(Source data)
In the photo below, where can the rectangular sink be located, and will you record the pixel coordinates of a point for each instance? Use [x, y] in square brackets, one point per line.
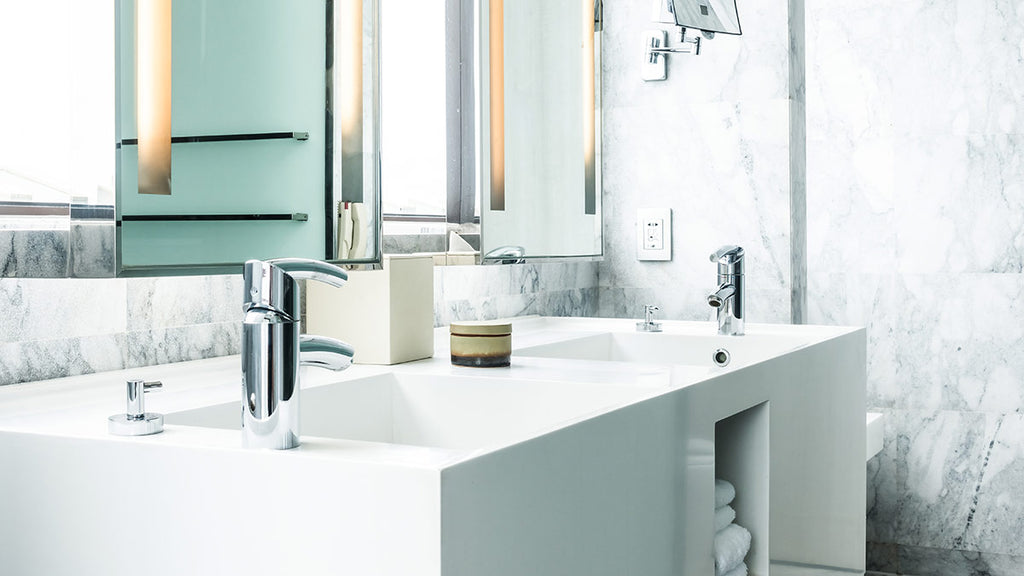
[665, 347]
[436, 411]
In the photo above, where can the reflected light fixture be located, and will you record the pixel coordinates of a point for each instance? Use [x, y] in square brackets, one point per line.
[591, 12]
[153, 94]
[348, 25]
[497, 105]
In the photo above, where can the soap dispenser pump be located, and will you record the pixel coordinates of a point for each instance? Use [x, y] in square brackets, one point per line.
[135, 420]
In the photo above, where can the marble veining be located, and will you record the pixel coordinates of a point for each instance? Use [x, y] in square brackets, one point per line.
[65, 327]
[914, 215]
[34, 253]
[713, 142]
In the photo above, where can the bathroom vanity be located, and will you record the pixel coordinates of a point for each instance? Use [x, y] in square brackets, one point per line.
[594, 453]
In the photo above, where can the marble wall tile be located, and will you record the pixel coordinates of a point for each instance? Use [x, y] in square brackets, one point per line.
[92, 249]
[37, 360]
[958, 70]
[884, 491]
[712, 142]
[162, 345]
[997, 511]
[942, 457]
[564, 288]
[34, 253]
[960, 205]
[183, 300]
[922, 561]
[65, 327]
[882, 559]
[50, 310]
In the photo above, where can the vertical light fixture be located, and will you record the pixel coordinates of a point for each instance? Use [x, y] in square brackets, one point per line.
[590, 13]
[349, 89]
[497, 105]
[153, 94]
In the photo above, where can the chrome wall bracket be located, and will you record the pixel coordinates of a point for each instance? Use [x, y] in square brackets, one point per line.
[656, 50]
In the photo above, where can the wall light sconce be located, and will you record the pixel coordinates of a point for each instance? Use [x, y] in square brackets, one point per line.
[694, 21]
[347, 84]
[153, 94]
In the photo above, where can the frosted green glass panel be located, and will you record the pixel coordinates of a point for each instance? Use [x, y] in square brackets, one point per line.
[240, 67]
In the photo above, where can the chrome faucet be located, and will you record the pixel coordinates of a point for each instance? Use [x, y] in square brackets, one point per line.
[272, 350]
[728, 298]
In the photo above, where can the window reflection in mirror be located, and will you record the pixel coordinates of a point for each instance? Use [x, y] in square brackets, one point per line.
[543, 129]
[422, 129]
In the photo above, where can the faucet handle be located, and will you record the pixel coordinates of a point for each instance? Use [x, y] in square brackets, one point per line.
[727, 254]
[307, 269]
[270, 284]
[648, 324]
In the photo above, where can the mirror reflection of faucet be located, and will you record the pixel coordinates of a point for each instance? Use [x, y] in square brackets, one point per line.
[728, 297]
[272, 350]
[648, 324]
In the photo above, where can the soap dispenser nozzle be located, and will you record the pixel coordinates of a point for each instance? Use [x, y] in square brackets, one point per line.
[135, 420]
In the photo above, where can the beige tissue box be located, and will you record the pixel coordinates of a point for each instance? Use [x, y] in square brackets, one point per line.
[386, 315]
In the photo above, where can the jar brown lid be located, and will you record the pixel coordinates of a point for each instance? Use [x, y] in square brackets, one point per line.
[481, 328]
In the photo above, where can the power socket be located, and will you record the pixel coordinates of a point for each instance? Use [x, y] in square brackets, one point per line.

» **EXERCISE REQUIREMENTS**
Print each record exactly as it stands, omitting the pictures.

» **YOUR SOLUTION**
In the photo below, where can the rectangular sink be located, and will you record the pixel coordinates of a point for each instance? Use [x, y] in square brackets, one point per line.
[665, 347]
[436, 411]
In the photo above, where can the reflected light fixture be located, and will you record the pixel coordinates of a point for each instance? Use [x, y] in square brackets, one point per line.
[591, 12]
[153, 94]
[348, 25]
[497, 105]
In the photo above, where can the soap dispenser pump be located, and will you record the pixel coordinates of a point for each instance? Use [x, y] in square brackets, one point per line.
[135, 420]
In the photo above, where can the marble veining be located, and will you record the pixel coordinates of a point for each instance? Use [x, y] in square brackets, one point per line.
[65, 327]
[914, 215]
[34, 253]
[713, 142]
In the photo above, where can the bathroom vanity be located, and will you record the pixel coordinates of a point for each instance? Use [x, y] in square brackets, one point per line.
[594, 453]
In the photo above, where can the marble wall tile be located, and will you record the pixel coordinates of a point for each instance? Use [x, y] in square brackets, one point per line.
[92, 249]
[37, 360]
[958, 70]
[884, 491]
[712, 142]
[162, 345]
[997, 511]
[942, 457]
[564, 288]
[34, 253]
[960, 205]
[183, 300]
[922, 561]
[65, 327]
[882, 559]
[50, 310]
In the photo above, where can the vertical light fixture be located, and will you record the pixel coordinates of a point for each instance? Use [x, y] in square brackets, one point per line.
[590, 13]
[349, 89]
[497, 105]
[153, 94]
In the photo above, where can the chrome wall bracket be located, and will you record the pixel coordinates of a point for each instance? Use [x, y] in square brackets, one point per line.
[656, 50]
In the photo above, where can the wall light sconce be located, and will you record the pixel coordinates of a point for each instance? Use [x, y] in square brackets, one point per line.
[694, 21]
[347, 84]
[153, 94]
In the photo above, where can the frosted green glass panel be located, and will you record the pixel coordinates of a point for each instance? Use [x, y] in square brackets, one point per line.
[240, 67]
In the photo above, where can the chrome faucet be located, and will you record the pixel coordinates of a point for each instance? Use [x, y] in square brackets, one point per line.
[272, 350]
[728, 298]
In the photo above, where can the window reflection in mirror be located, and will you record the pixel coordinates of a point for each instance? Use [x, y] in square brackets, one point per line.
[543, 129]
[422, 129]
In the photo above, where can the faucet handle be located, and will you record the pixel coordinates of a point for each instance? Use [x, y] in square brackets, one point per line.
[727, 254]
[307, 269]
[270, 284]
[648, 324]
In the photo above, where can the mirror reflection of faucet be located, and will you record the pixel coordinates of a point for each instance? Use [x, y] in square brackets, one point per line.
[728, 297]
[272, 350]
[648, 324]
In the photo above, where can the soap dispenser nozzle be located, and will you record the pixel coordinates of a point for each instance? Use [x, y] in square brackets, one point per line.
[135, 420]
In the photo above, where can the beige tissue box be located, and will you record the pixel coordinates of a point for each instance? Use [x, y] in square brackets, one point per line.
[386, 315]
In the photo above, where can the jar brown lid be located, and will you record the pixel coordinates of a point for each instance? Use [x, y] in square brackets, one point per line.
[481, 328]
In the photo above, where can the power socket be located, and will you record the pixel coordinates of a point for each instance? Use [x, y] in square brackets, one point per line.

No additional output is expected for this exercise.